▶ **Work to do**:
Nothing but the lines from the one that contains "Drop one dot on each instance of the wall" through the end of the listing should appear, set down exactly.

▶ **Excerpted data**:
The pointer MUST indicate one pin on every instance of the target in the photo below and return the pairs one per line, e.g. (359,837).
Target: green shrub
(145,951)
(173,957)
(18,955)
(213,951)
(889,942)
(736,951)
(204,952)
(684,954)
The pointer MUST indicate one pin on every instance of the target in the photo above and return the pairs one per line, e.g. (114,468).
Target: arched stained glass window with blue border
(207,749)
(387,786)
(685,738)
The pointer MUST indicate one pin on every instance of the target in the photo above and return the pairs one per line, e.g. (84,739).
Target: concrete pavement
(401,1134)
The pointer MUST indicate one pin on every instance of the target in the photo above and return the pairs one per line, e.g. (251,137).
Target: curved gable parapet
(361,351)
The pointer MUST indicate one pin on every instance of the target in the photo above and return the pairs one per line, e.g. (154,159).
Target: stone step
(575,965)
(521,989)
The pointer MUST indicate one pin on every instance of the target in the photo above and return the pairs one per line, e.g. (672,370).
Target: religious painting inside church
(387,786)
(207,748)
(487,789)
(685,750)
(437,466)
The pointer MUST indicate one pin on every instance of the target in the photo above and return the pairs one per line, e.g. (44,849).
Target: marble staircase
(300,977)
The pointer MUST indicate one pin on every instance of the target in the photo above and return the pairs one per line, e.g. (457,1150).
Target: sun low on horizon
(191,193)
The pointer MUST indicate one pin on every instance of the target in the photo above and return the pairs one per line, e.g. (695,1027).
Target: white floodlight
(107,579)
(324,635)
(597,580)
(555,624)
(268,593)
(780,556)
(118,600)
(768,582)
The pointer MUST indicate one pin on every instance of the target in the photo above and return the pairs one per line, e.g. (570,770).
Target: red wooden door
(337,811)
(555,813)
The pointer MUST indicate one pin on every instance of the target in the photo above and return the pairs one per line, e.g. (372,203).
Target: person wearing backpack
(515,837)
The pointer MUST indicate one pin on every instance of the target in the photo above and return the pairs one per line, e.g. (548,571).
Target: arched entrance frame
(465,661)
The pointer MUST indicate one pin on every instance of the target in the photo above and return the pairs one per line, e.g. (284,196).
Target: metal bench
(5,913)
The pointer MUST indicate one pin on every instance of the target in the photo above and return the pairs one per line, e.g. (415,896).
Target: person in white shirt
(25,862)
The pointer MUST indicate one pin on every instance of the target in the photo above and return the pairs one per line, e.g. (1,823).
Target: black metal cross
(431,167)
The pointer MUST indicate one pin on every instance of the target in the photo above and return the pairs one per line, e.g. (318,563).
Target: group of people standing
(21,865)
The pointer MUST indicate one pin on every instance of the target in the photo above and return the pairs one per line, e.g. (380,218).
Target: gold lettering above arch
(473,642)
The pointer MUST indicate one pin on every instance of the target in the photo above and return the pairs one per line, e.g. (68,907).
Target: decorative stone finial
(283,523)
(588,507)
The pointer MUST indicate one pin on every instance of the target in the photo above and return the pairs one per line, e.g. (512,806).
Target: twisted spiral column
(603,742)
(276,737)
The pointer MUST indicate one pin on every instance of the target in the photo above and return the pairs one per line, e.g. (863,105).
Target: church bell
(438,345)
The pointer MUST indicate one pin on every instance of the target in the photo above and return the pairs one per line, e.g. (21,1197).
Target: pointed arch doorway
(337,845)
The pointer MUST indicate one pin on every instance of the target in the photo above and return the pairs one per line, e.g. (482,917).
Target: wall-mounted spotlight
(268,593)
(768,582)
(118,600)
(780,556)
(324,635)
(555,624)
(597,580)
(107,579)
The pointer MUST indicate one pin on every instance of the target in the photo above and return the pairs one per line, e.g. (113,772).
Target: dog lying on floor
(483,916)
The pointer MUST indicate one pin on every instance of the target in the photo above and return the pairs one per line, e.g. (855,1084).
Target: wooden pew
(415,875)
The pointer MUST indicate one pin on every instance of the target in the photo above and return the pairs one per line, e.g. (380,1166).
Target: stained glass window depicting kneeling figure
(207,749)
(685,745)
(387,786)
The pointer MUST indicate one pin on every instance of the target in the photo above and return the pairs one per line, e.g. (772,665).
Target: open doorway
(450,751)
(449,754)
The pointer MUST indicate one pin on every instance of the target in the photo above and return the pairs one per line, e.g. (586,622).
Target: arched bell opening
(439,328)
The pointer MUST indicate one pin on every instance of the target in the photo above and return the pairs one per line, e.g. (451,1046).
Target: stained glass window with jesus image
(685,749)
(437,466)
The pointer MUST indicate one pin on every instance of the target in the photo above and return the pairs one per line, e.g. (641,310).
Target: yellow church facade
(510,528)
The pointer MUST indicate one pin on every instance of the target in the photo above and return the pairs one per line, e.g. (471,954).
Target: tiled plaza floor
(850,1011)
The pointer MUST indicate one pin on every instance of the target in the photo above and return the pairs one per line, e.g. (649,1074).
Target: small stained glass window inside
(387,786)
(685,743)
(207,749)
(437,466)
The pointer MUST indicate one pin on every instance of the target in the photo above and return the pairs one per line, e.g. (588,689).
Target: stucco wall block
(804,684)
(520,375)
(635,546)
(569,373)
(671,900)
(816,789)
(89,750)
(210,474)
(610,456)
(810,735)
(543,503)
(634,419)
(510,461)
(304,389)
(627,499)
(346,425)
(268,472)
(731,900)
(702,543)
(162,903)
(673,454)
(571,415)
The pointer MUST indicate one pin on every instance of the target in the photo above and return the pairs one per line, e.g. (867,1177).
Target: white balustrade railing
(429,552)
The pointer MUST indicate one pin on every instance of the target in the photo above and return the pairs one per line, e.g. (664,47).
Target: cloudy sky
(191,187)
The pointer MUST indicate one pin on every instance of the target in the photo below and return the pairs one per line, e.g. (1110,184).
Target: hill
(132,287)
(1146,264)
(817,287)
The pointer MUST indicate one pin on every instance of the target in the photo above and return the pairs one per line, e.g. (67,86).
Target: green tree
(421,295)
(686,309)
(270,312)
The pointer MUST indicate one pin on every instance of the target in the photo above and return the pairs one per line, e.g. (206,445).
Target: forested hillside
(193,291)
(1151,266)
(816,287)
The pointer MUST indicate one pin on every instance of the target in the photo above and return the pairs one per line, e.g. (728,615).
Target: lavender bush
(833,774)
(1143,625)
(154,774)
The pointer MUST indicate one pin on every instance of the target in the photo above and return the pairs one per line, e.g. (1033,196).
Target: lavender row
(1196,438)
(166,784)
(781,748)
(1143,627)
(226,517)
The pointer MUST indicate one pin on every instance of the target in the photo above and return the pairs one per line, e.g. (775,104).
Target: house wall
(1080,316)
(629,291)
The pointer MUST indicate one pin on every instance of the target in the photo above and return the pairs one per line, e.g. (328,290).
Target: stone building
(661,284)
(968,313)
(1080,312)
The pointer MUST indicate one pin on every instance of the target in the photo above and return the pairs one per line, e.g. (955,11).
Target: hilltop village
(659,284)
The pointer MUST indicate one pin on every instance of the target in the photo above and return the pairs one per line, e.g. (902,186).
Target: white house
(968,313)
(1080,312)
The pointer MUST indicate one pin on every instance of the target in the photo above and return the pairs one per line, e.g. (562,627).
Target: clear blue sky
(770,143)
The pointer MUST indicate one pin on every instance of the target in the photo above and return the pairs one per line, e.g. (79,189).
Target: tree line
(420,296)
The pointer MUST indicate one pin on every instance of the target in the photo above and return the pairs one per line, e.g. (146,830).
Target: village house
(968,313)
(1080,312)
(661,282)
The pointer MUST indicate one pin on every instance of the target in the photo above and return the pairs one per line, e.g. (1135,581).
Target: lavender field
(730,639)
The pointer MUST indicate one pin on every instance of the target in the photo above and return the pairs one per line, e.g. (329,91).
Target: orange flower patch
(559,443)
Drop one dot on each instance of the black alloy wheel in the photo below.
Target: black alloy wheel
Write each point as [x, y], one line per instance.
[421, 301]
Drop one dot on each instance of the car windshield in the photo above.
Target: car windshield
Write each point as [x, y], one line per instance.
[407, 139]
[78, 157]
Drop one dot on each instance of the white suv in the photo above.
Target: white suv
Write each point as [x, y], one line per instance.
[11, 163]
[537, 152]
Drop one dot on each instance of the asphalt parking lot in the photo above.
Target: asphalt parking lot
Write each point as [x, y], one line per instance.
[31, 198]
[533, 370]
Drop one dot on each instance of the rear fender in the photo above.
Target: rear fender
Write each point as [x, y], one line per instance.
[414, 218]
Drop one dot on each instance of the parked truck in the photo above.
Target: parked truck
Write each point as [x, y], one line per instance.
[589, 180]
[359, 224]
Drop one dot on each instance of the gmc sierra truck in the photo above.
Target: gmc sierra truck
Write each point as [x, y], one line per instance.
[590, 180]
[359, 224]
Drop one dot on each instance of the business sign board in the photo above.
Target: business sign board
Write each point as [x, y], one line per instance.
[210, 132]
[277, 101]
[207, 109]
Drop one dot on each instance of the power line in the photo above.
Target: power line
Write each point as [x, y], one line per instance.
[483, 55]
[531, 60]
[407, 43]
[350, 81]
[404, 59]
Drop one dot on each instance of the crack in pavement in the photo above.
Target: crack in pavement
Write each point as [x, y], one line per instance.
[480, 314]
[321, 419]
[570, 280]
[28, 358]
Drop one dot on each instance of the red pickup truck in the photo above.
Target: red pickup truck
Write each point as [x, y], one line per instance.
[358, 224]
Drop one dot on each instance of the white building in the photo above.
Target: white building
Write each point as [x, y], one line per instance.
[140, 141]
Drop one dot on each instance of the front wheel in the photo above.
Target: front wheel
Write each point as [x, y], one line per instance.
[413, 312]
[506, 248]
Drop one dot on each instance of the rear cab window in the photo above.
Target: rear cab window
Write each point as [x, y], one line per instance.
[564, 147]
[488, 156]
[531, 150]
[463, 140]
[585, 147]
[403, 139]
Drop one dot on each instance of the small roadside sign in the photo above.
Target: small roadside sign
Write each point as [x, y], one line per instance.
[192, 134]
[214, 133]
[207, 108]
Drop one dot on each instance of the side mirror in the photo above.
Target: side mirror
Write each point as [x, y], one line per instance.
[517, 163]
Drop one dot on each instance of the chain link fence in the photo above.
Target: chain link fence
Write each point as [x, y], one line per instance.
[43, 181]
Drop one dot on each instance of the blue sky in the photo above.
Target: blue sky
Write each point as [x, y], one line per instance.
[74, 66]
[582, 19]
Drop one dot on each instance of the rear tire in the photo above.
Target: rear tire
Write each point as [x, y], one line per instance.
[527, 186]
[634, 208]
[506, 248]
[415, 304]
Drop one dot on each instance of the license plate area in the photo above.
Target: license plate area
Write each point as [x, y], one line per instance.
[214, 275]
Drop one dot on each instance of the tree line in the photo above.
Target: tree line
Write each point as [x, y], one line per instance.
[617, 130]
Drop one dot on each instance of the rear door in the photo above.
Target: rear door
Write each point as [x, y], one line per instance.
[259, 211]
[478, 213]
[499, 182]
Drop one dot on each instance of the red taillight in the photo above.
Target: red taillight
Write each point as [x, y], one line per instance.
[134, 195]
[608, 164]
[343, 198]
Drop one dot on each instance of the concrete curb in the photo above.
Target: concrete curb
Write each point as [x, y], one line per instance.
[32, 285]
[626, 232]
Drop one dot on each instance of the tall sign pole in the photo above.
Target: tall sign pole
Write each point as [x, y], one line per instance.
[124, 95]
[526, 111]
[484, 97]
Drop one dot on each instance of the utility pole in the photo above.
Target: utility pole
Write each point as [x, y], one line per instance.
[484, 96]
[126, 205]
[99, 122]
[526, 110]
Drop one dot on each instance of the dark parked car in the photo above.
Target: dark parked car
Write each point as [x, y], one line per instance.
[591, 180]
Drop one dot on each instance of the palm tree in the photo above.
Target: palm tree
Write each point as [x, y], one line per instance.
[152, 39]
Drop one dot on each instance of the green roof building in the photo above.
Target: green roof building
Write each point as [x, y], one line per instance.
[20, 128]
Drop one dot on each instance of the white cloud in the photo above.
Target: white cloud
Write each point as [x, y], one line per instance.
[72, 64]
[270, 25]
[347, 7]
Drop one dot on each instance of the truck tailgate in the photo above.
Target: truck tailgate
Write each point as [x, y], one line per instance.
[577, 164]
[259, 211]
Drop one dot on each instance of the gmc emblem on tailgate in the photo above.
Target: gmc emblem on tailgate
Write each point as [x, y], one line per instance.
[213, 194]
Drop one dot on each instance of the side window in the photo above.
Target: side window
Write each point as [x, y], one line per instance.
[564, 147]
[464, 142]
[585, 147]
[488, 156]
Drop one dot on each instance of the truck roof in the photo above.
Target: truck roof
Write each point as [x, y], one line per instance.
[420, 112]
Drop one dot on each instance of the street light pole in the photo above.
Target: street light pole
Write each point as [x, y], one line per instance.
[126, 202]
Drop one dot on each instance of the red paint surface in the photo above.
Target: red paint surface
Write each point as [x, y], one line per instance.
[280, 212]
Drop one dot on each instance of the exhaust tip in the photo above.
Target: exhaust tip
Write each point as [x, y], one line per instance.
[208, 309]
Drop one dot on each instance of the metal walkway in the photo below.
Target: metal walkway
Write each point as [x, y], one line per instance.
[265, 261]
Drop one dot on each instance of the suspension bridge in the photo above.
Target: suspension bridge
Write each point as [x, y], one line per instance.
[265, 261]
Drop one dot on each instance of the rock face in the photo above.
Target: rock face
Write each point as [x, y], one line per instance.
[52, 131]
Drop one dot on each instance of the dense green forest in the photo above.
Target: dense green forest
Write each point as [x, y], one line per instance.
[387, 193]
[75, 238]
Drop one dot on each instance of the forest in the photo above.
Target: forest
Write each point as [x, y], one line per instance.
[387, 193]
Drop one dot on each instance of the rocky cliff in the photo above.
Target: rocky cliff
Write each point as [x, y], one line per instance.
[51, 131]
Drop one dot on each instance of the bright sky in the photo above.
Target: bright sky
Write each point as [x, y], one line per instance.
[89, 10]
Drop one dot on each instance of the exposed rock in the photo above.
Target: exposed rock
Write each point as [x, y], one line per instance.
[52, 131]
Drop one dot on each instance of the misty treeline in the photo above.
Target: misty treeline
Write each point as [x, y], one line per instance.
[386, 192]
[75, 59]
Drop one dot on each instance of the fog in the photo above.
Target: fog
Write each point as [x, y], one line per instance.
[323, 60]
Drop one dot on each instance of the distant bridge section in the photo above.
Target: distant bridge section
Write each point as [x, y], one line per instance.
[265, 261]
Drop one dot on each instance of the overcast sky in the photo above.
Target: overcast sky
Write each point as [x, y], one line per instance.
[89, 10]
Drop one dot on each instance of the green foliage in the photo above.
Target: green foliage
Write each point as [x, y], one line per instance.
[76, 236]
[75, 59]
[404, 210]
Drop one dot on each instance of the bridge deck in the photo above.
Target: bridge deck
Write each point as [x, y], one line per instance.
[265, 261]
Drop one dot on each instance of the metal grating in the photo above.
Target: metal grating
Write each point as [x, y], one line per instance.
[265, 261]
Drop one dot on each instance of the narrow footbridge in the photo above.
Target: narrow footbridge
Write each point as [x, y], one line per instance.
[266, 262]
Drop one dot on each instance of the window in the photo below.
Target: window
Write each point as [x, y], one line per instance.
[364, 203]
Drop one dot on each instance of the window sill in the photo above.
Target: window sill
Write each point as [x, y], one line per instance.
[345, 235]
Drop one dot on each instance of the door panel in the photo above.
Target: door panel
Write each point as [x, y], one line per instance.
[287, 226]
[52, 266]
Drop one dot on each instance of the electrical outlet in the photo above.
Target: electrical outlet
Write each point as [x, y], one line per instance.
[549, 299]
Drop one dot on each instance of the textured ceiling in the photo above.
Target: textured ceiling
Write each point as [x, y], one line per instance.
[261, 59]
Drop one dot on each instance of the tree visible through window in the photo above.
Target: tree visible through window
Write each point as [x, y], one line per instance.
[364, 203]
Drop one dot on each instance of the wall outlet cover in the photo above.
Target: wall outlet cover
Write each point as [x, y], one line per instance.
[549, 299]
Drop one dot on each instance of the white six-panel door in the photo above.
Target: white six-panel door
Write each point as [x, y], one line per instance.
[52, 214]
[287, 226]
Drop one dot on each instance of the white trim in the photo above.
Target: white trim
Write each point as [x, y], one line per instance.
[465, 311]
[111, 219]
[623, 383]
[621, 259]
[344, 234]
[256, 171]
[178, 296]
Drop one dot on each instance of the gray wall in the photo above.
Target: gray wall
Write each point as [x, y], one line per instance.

▶ **Reply**:
Drop one dot on each instance of the wall outlet cover in the photo above.
Target: wall outlet cover
Write each point as [x, y], one line per instance.
[549, 299]
Drop one dot on each instance of the white six-panel door in the photo above.
Target: white six-panel door
Write each point as [x, y], one line per instance.
[52, 214]
[287, 226]
Drop one dot on each instance of the white trim in the photo above.
Target: white trim
Write each point as [x, y], one line per instance.
[465, 311]
[111, 219]
[623, 383]
[621, 259]
[344, 234]
[256, 171]
[178, 296]
Drop one dot on each instance of the gray wall in the photo above.
Target: gray wall
Write each point as [x, y], one line per instance.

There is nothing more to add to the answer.